● **What is being asked**:
Pull out each line below that contains the string "positive", treating uppercase and lowercase letters as different.

Collected data:
Start of Block

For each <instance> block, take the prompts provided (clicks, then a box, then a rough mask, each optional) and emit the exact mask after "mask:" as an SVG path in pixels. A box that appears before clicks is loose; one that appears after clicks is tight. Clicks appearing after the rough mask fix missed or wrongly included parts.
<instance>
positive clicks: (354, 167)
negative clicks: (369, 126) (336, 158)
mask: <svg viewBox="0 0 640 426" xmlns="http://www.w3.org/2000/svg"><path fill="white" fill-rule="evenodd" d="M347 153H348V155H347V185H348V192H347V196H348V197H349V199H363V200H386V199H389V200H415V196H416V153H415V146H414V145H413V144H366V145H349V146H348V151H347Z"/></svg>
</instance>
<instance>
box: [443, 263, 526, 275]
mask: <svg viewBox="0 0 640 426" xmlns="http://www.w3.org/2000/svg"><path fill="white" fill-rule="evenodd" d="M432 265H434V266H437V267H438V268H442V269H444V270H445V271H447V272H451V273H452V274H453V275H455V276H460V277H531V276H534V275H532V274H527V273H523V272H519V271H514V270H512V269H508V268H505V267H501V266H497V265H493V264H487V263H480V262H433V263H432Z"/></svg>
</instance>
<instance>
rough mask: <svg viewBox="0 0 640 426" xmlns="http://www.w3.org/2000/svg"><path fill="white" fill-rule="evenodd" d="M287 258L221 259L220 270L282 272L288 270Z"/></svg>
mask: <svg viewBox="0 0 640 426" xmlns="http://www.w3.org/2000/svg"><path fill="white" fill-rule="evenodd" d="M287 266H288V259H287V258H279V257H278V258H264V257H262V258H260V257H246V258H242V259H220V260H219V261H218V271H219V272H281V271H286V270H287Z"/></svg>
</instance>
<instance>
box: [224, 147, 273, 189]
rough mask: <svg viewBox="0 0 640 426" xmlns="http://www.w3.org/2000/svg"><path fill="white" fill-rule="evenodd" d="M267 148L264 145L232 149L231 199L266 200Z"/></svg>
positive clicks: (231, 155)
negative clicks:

End of Block

● **Solved problem**:
positive clicks: (354, 167)
positive clicks: (231, 155)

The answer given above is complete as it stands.